Write out the full set of records exactly. Any pictures in them do not belong in the copy.

--- Begin The records ---

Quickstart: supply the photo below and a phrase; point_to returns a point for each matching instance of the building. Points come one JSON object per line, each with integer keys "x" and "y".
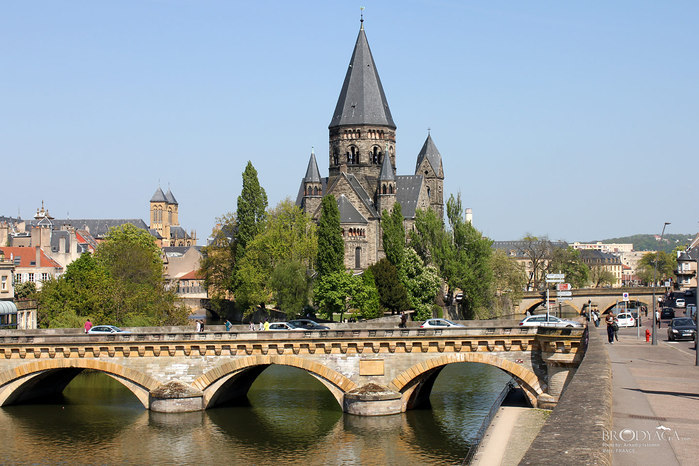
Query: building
{"x": 362, "y": 165}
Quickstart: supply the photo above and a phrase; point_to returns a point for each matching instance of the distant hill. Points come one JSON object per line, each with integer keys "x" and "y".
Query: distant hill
{"x": 651, "y": 243}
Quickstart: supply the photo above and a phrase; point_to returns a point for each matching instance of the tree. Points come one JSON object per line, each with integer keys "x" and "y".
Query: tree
{"x": 334, "y": 293}
{"x": 470, "y": 267}
{"x": 392, "y": 294}
{"x": 288, "y": 235}
{"x": 331, "y": 246}
{"x": 568, "y": 261}
{"x": 251, "y": 213}
{"x": 421, "y": 283}
{"x": 393, "y": 235}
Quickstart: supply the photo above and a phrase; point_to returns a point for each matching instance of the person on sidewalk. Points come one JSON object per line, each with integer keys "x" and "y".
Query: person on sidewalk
{"x": 611, "y": 321}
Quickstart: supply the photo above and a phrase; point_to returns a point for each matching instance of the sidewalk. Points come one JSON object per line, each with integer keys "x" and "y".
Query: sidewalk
{"x": 655, "y": 401}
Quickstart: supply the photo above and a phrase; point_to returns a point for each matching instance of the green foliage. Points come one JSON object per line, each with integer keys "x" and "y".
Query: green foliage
{"x": 251, "y": 213}
{"x": 392, "y": 293}
{"x": 25, "y": 290}
{"x": 334, "y": 292}
{"x": 366, "y": 297}
{"x": 393, "y": 235}
{"x": 121, "y": 285}
{"x": 218, "y": 260}
{"x": 288, "y": 236}
{"x": 331, "y": 247}
{"x": 421, "y": 283}
{"x": 291, "y": 287}
{"x": 470, "y": 268}
{"x": 568, "y": 261}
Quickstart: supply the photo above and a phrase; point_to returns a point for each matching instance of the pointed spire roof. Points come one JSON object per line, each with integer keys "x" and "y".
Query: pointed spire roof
{"x": 387, "y": 173}
{"x": 312, "y": 173}
{"x": 170, "y": 197}
{"x": 429, "y": 151}
{"x": 159, "y": 196}
{"x": 362, "y": 100}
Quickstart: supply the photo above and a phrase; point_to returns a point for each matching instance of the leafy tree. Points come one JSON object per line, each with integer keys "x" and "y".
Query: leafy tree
{"x": 289, "y": 235}
{"x": 218, "y": 260}
{"x": 392, "y": 294}
{"x": 470, "y": 268}
{"x": 331, "y": 247}
{"x": 568, "y": 261}
{"x": 291, "y": 287}
{"x": 251, "y": 213}
{"x": 366, "y": 297}
{"x": 334, "y": 293}
{"x": 25, "y": 290}
{"x": 393, "y": 235}
{"x": 421, "y": 282}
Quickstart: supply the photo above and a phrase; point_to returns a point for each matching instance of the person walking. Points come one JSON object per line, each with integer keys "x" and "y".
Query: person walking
{"x": 610, "y": 321}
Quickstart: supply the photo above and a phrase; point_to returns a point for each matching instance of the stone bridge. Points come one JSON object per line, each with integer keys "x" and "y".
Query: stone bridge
{"x": 369, "y": 371}
{"x": 605, "y": 298}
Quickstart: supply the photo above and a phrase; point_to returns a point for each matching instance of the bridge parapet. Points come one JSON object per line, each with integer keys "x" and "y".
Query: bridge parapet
{"x": 402, "y": 363}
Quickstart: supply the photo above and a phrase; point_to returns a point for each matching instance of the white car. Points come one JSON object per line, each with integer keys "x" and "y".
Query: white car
{"x": 541, "y": 321}
{"x": 439, "y": 323}
{"x": 625, "y": 319}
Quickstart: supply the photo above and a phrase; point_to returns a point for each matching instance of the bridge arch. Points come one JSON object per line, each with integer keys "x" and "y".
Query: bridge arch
{"x": 232, "y": 380}
{"x": 51, "y": 376}
{"x": 416, "y": 383}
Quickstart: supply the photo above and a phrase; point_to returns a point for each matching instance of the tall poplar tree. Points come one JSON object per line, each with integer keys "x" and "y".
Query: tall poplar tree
{"x": 331, "y": 247}
{"x": 251, "y": 213}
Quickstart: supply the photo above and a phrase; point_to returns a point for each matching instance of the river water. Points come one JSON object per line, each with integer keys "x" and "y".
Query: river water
{"x": 291, "y": 418}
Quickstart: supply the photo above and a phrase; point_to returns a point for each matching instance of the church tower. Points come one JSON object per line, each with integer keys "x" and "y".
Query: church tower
{"x": 429, "y": 165}
{"x": 362, "y": 130}
{"x": 312, "y": 186}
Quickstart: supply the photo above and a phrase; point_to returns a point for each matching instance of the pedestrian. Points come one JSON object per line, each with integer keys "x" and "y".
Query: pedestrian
{"x": 610, "y": 321}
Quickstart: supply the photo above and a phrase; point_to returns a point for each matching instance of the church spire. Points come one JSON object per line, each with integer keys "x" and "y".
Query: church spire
{"x": 362, "y": 100}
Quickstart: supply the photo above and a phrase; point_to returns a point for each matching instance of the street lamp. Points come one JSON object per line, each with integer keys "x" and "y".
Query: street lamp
{"x": 655, "y": 273}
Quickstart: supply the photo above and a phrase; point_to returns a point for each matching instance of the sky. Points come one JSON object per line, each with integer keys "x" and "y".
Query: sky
{"x": 572, "y": 120}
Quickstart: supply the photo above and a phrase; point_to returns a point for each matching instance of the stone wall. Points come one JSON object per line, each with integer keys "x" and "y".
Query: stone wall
{"x": 573, "y": 434}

--- End The records ---

Completed exercise =
Quickstart: supply the photo below and a phrase; point_to returns a point for each matching instance of the building. Points come one JSON object per line, each with integer keys "x" and "y".
Query: building
{"x": 362, "y": 165}
Quickstart: supply the photo above and a phrase; point_to returns a point for each matching instance of the distant hill. Points come one JSON object per line, each with integer keys "x" and "y".
Query: distant hill
{"x": 651, "y": 243}
Quickstart: supply the photo above and a phrase; point_to returns a point for each matching instance of the tree. Points come one JSON object per line, each with integer keys "x" and "y".
Query: tree
{"x": 334, "y": 293}
{"x": 470, "y": 267}
{"x": 392, "y": 294}
{"x": 288, "y": 235}
{"x": 331, "y": 246}
{"x": 568, "y": 261}
{"x": 251, "y": 213}
{"x": 421, "y": 283}
{"x": 393, "y": 235}
Quickstart: supply the photo above and a phrase; point_to returns a point for each matching instance of the person on sidewalk. Points come one JSON object per line, each with integer keys "x" and "y".
Query: person on sidewalk
{"x": 611, "y": 321}
Quickstart: supply the photo above and a phrase; point_to returns a point for each matching instance of the sidewalk. Points come one JSON object per line, each with integer keys "x" and "y".
Query: sidewalk
{"x": 655, "y": 401}
Quickstart: supply the photo above and a phrase; point_to returns a point for each matching instance of the green foliage. Points come one JSON object per line, each with integer keys "x" and "y".
Query: green foliage
{"x": 251, "y": 213}
{"x": 392, "y": 293}
{"x": 25, "y": 290}
{"x": 334, "y": 292}
{"x": 366, "y": 297}
{"x": 393, "y": 235}
{"x": 121, "y": 285}
{"x": 218, "y": 260}
{"x": 288, "y": 236}
{"x": 331, "y": 247}
{"x": 421, "y": 283}
{"x": 291, "y": 287}
{"x": 470, "y": 268}
{"x": 568, "y": 261}
Quickstart: supply the photo above and a phrase; point_to returns a point for each matching instance of the pointed spire roof. Points come one JSON object per line, each with integer keys "x" and "y".
Query: pointed spire roof
{"x": 387, "y": 173}
{"x": 312, "y": 173}
{"x": 170, "y": 197}
{"x": 429, "y": 151}
{"x": 159, "y": 196}
{"x": 362, "y": 100}
Quickstart: supply the photo above and a phrase; point_to returns a point for each matching instance of the leafy tree. Points come one JSON object per line, each with integer keys "x" and "y".
Query: leafy tree
{"x": 289, "y": 235}
{"x": 218, "y": 260}
{"x": 392, "y": 294}
{"x": 470, "y": 268}
{"x": 331, "y": 247}
{"x": 568, "y": 261}
{"x": 291, "y": 287}
{"x": 251, "y": 213}
{"x": 366, "y": 297}
{"x": 334, "y": 293}
{"x": 25, "y": 290}
{"x": 393, "y": 235}
{"x": 421, "y": 282}
Quickstart: supply the photo above and a phrase; point_to returns a point for each matching instance of the person walking. Points come one JSON object per line, each with integer keys "x" and "y".
Query: person walking
{"x": 610, "y": 321}
Quickstart: supply the photo above and a phrase; point_to returns a point for each matching instance of the stone bridge. Points come one JSON object per line, each with integer keys "x" and "y".
Query: stone bridge
{"x": 369, "y": 371}
{"x": 605, "y": 298}
Quickstart: supply the photo above and a phrase; point_to returns a point for each matching instance of the bridge parapet. Points come one JSON object per line, each with integer keys "x" and "y".
Query: bridge parapet
{"x": 402, "y": 363}
Quickstart: supply the photo above and a phrase; point_to returns a point for each matching instance of the white car. Points come one JSON object per line, each with integer keys "x" and "y".
Query: white car
{"x": 541, "y": 321}
{"x": 439, "y": 323}
{"x": 625, "y": 319}
Quickstart: supply the photo above and a phrase; point_to returns a point for each matching instance of the bridge arch. Points come one JSON object per line, each with integer keys "x" and "y".
Query: bridge arch
{"x": 232, "y": 380}
{"x": 51, "y": 376}
{"x": 416, "y": 383}
Quickstart: supply the photo above and a phrase; point_to returns a point for each matching instance of the tall poplar tree. Points come one JSON object per line, each with integer keys "x" and "y".
Query: tall poplar tree
{"x": 331, "y": 247}
{"x": 251, "y": 213}
Quickstart: supply the photo above and a phrase; point_to returns a point for each matching instance of the river water. Points come one JSON object per line, each with integer keys "x" and "y".
Query: river water
{"x": 291, "y": 418}
Quickstart: supply the photo above and a phrase; point_to returns a point for each matching instance of the church tower. Points come one JSON object per line, each with integer keys "x" and "y".
Query: church tower
{"x": 429, "y": 165}
{"x": 362, "y": 130}
{"x": 312, "y": 186}
Quickstart: supply the photo above and a phrase; point_to returns a point for each matching instance of the pedestrian. Points come one JSON object per line, each with integer keys "x" and "y".
Query: pedestrian
{"x": 610, "y": 321}
Quickstart: supply the photo above and a phrase; point_to returns a point for each matching instance of the church spire. Points come one JSON object per line, each with integer keys "x" and "y".
Query: church spire
{"x": 362, "y": 100}
Quickstart: supply the photo above and a phrase; point_to returns a point for each matching instance of the street lamp. Points come one JSON object per line, each with integer keys "x" and "y".
Query: street lamp
{"x": 655, "y": 273}
Quickstart: supply the photo above and a phrase; point_to returns a point for each matching instance of the sky. Points come one JSON object per line, each with integer keys "x" and "y".
Query: sky
{"x": 572, "y": 120}
Quickstart: supply the photo above and a phrase; point_to returns a point for each matching instance of the stone wall. Points come one JSON object per line, each with integer keys "x" and "y".
Query: stone wall
{"x": 573, "y": 434}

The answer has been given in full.